-- WHAT YOU HAVE TO DO --
Arrange the rows from the line with "Question. Indicate one point on each instance of the cabin" through the line with "[(71, 119)]", both included, as a JSON list of strings with one string per line and no blank lines. Leave the pictures out.

Pointing records:
## begin
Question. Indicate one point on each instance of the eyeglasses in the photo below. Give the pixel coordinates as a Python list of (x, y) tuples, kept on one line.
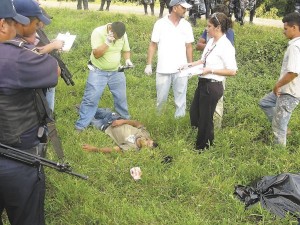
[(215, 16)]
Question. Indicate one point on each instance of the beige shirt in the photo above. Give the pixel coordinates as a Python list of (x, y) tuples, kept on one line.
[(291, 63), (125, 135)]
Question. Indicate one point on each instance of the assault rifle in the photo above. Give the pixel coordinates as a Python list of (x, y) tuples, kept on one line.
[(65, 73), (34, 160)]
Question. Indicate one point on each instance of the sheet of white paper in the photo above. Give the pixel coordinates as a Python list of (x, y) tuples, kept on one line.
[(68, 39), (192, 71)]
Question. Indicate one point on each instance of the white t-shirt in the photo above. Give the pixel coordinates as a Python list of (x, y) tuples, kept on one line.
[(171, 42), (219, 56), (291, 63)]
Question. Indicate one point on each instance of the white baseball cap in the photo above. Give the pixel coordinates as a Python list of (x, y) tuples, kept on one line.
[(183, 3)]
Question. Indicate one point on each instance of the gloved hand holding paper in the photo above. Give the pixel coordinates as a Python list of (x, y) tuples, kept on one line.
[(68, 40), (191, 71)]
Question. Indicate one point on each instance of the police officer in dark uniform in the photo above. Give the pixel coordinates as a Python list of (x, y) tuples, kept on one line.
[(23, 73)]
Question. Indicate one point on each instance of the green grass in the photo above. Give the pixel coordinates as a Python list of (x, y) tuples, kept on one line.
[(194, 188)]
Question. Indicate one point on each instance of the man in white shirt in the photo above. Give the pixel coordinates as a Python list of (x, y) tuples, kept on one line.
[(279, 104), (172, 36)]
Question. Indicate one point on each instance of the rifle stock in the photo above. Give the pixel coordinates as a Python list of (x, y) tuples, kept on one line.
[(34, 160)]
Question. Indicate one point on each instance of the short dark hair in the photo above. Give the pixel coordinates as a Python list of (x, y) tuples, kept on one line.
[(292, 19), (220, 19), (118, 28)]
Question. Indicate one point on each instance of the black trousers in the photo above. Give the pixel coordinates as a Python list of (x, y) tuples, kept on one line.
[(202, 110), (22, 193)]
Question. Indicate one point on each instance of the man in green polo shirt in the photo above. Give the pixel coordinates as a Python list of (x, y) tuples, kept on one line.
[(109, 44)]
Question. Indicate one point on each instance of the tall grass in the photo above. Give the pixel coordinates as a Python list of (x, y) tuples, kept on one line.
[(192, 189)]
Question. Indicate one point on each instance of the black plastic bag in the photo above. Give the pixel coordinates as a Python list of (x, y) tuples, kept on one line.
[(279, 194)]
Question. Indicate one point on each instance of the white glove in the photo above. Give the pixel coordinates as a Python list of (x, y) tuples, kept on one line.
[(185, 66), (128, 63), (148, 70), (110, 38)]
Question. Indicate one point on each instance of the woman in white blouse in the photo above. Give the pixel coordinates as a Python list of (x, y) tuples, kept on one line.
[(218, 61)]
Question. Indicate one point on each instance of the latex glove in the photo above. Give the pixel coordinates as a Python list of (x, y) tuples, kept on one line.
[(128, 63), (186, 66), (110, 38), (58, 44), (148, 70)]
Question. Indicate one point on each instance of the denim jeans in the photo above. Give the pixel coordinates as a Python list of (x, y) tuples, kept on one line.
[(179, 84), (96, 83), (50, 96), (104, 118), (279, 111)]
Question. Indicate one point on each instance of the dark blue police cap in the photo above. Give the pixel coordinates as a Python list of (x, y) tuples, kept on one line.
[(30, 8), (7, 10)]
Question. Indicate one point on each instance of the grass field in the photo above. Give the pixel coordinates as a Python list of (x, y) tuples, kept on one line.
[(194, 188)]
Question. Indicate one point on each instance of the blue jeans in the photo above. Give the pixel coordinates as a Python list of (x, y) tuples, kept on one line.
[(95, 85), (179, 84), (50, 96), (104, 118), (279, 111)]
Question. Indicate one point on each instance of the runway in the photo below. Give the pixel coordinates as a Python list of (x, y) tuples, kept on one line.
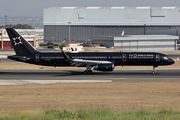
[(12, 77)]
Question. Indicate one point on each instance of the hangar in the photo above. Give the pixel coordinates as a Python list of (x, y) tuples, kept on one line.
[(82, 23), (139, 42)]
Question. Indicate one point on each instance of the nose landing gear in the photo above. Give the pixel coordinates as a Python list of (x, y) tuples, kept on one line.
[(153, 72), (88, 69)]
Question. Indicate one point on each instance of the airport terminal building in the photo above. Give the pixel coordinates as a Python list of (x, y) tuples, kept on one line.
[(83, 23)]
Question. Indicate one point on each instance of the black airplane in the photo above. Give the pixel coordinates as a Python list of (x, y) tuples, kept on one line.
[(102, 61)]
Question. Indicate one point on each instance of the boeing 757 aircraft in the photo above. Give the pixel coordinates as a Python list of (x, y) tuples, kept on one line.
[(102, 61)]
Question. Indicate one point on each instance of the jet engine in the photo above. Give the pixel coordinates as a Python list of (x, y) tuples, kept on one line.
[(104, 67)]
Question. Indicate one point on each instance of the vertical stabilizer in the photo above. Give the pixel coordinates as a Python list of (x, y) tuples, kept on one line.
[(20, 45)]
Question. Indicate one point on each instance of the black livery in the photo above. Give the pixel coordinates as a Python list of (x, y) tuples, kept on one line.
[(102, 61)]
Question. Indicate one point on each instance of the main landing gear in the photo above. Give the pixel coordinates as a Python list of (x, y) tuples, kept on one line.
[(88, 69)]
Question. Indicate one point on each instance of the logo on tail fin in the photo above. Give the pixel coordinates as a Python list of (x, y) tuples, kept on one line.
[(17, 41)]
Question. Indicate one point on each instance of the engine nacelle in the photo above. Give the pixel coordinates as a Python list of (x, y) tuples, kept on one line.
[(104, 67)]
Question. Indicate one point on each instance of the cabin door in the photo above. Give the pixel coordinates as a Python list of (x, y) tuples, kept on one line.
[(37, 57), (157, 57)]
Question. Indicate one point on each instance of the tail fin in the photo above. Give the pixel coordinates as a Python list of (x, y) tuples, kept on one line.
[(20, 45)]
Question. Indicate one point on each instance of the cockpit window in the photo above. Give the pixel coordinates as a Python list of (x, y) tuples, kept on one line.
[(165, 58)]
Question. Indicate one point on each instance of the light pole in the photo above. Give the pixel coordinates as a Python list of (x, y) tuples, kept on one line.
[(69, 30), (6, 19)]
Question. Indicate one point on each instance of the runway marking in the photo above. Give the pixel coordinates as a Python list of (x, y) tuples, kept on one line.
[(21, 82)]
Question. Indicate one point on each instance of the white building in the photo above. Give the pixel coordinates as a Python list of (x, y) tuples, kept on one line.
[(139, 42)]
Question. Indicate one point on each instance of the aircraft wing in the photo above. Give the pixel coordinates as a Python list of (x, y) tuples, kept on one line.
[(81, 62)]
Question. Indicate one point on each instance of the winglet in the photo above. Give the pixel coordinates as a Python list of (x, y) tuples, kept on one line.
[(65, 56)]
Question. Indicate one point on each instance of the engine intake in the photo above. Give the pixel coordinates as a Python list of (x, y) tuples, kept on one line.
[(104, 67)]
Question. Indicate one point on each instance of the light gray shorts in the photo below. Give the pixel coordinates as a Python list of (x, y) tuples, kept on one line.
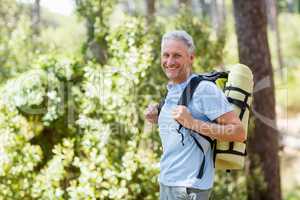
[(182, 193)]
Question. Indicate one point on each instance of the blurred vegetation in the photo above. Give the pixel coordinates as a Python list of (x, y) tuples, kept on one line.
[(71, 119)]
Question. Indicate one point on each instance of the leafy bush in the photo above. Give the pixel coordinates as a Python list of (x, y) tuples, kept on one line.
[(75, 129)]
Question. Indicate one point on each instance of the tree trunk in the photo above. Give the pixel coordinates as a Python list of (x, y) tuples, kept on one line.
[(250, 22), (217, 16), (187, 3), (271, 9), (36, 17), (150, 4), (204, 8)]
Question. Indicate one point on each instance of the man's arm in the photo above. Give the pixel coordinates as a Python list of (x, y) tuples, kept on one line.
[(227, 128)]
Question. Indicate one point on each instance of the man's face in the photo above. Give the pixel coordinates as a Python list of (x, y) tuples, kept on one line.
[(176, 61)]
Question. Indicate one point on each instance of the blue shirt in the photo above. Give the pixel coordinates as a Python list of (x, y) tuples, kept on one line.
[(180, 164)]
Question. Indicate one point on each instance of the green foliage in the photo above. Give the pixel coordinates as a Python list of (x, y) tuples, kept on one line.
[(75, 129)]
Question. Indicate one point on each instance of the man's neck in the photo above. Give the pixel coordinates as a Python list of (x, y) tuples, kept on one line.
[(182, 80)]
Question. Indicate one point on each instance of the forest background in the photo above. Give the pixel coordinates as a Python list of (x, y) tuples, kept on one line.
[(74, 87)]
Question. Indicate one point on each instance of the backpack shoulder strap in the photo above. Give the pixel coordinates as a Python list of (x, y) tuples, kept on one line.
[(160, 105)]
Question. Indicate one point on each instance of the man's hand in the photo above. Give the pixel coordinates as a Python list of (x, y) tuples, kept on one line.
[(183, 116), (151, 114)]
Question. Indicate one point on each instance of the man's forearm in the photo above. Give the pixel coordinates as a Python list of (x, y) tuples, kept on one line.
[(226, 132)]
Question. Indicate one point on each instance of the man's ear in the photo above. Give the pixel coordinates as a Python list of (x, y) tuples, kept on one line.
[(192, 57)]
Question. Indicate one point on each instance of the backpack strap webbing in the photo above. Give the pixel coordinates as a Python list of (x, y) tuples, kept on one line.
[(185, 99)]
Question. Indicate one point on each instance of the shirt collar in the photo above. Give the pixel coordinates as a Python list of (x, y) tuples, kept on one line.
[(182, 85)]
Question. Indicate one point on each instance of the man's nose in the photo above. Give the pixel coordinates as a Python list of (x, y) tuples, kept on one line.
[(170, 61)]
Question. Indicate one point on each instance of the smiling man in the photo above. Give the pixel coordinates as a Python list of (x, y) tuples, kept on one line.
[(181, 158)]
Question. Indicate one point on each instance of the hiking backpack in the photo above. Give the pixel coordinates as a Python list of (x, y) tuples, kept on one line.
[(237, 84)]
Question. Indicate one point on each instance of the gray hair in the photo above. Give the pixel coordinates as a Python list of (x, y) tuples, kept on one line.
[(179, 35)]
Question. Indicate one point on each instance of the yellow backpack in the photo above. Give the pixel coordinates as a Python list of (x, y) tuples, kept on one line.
## end
-- COMPLETED TASK --
[
  "Question. Indicate one point on each instance of the cabin door in the photo above. Give the pixel coordinates as a Python list of (x, y) tuples, kept on one line.",
  "[(37, 57), (157, 57)]",
  "Question. Indicate one point on each instance of the tail fin in the photo above. Give the pixel coordinates as a Python list of (x, y) tuples, kept on one line.",
  "[(20, 45)]",
  "Question. Indicate one point on each instance of the cockpit window in the photo above. Give the pixel coordinates as a Python list of (x, y) tuples, kept on one line.",
  "[(165, 58)]",
  "Question. Indicate one point on each instance of the light pole in the photo above. Give the pixel coordinates as a Python list of (x, y) tuples, kept on one line.",
  "[(69, 30), (6, 19)]",
  "Question. Indicate one point on each instance of the runway marking in the photo above. Give the pixel coordinates as a Python list of (x, y) tuples, kept on one line.",
  "[(21, 82)]",
  "Question. Indicate one point on each instance of the white building in the photo above. Give the pixel coordinates as a Python list of (x, y) tuples, kept on one line.",
  "[(139, 42)]",
  "Question. Indicate one point on each instance of the aircraft wing in the photo above. Give the pixel coordinates as a Python list of (x, y) tuples, kept on one line.",
  "[(81, 62)]",
  "Question. Indicate one point on each instance of the winglet in the photo above. Give the pixel coordinates as a Python list of (x, y) tuples, kept on one line.",
  "[(65, 56)]",
  "Question. Indicate one point on each instance of the engine intake in the photo above. Give the pixel coordinates as a Python list of (x, y) tuples, kept on one line.",
  "[(104, 67)]",
  "Question. Indicate one point on each instance of the light gray shorts in the photo below. Give the pixel coordinates as a Python list of (x, y) tuples, kept on one line.",
  "[(182, 193)]",
  "Question. Indicate one point on each instance of the blurred vegetation in the photo above. Give the pixel coordinates as a Python list of (x, y) tuples, kept on one line.",
  "[(71, 119)]"
]